╭──

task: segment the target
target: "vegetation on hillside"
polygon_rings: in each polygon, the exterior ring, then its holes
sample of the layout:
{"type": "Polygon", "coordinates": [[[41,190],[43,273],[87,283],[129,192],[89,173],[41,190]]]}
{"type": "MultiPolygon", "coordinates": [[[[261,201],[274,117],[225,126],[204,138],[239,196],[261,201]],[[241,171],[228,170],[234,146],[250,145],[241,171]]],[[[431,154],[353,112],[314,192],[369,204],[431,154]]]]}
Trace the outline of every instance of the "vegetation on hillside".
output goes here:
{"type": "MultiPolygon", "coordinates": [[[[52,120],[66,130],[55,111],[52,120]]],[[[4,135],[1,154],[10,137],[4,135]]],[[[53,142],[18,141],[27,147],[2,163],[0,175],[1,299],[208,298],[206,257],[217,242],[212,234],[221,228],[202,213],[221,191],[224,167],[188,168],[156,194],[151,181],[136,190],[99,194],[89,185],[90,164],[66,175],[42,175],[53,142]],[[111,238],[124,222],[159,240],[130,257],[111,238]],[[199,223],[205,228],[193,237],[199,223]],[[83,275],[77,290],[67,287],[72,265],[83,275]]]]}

╰──

=== Exercise brief ===
Reproduce exactly, and only, the lines from the start of the entries through the one that contains "Trace the outline".

=== Problem solution ===
task: segment the target
target: "vegetation on hillside"
polygon_rings: in each polygon, the exterior ring, then its holes
sample of the layout:
{"type": "Polygon", "coordinates": [[[41,190],[43,273],[87,283],[129,192],[89,173],[41,190]]]}
{"type": "MultiPolygon", "coordinates": [[[[261,201],[274,117],[225,126],[204,138],[239,196],[261,201]],[[241,171],[228,170],[234,146],[250,145],[241,171]]],[[[431,154],[353,112],[314,192],[369,204],[431,154]]]]}
Trace the outline of every instance of the "vegetation on hillside".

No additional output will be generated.